# START OF PASSAGE

Sampling in 1986. L-R: Sonny Pangestu, Tim Moore, Joan Esterle, Hermes Panggabean, Juwady.

 These units appeared to be contemporaneous with the sediments, something that had not been noted anywhere before in this part of Kalimantan. So we took samples where we could and later did some geochemical, thin section and XRD work. But in the end, there was not enough information to make a publication and so I thought “someone else will address this…surely”.

 Skipping ahead to 2011, and Duncan Witts publishes his work (Witts et al., 2011, 2012) on the Tanjung Formation on the western side of the Meratus Mountains. ‘Great!’, I thought, finally some interest in the Eocene Tanjung Formation. There had already been lots published on the Miocene and the Kutai Basin to the north (think Robert Hall’s group) but really nothing at all on the Eocene rift basins to the south. I always found this curious as there are abundant mines there and, really as any working geologist knows, the best data on the actual rock types lie within the mines.

 Duncan’s publication sparked my interest again in the Tanjung Formation and I searched for a publication that addressed these mafic units we had seen years before. To my surprise there was nothing in the literature (or virtually nothing – I later found some articles in local conferences by mining personnel). Again, this was curious since these units were known and well delineated by the numerous mines in the area.

 So, in 2017, Mike Friederich and I decided to travel back to SE Kalimantan and sample. With the wonderful support from our colleagues at the University of Gadjah Mada (Profs Hendra Amijaya and Ferian Anggara) as well as P.T. Artumin, the local mining company, we delineated the distribution of mafic material, some with beautiful columnar jointing, in the eastern part of Senekin Peninsula, South Kalimantan (Moore et al., 2020).

Columnar jointing in lamprophyre, East Senakin Peninsula, 2017

 I’m no igneous petrographer and so I enlisted the help of my fellow Queensland University of Technology colleagues at the School of Earth and Atmospheric Sciences (Dr David Murphy and Jess Trofimovs) to take the research further using freshly cored samples of the mafic units. These yielded superb samples, good enough to for all manner of analyses including age dating.

# END OF PASSAGE
# START OF DATA SEGMENT

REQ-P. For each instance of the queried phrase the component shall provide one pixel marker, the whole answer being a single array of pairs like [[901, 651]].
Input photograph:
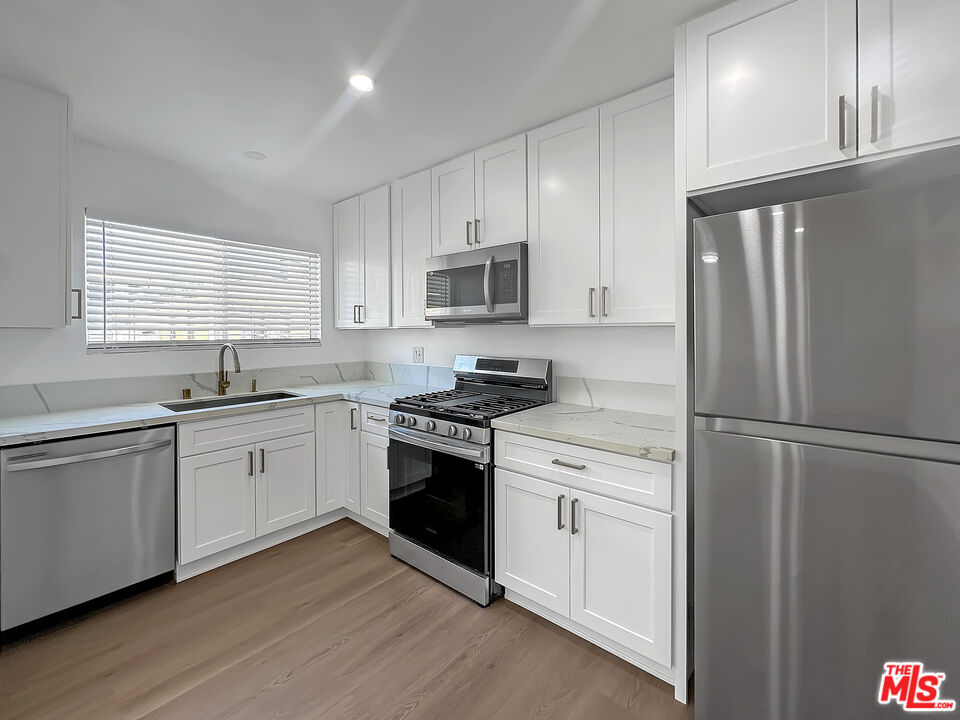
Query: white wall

# END OF DATA SEGMENT

• _PROBLEM DETAILS_
Reproduce the stretch of the Tanjung Formation passage from "Duncan’s publication sparked" through "in the area.". The data comes from a separate source.

• _ANSWER IN FULL_
Duncan’s publication sparked my interest again in the Tanjung Formation and I searched for a publication that addressed these mafic units we had seen years before. To my surprise there was nothing in the literature (or virtually nothing – I later found some articles in local conferences by mining personnel). Again, this was curious since these units were known and well delineated by the numerous mines in the area.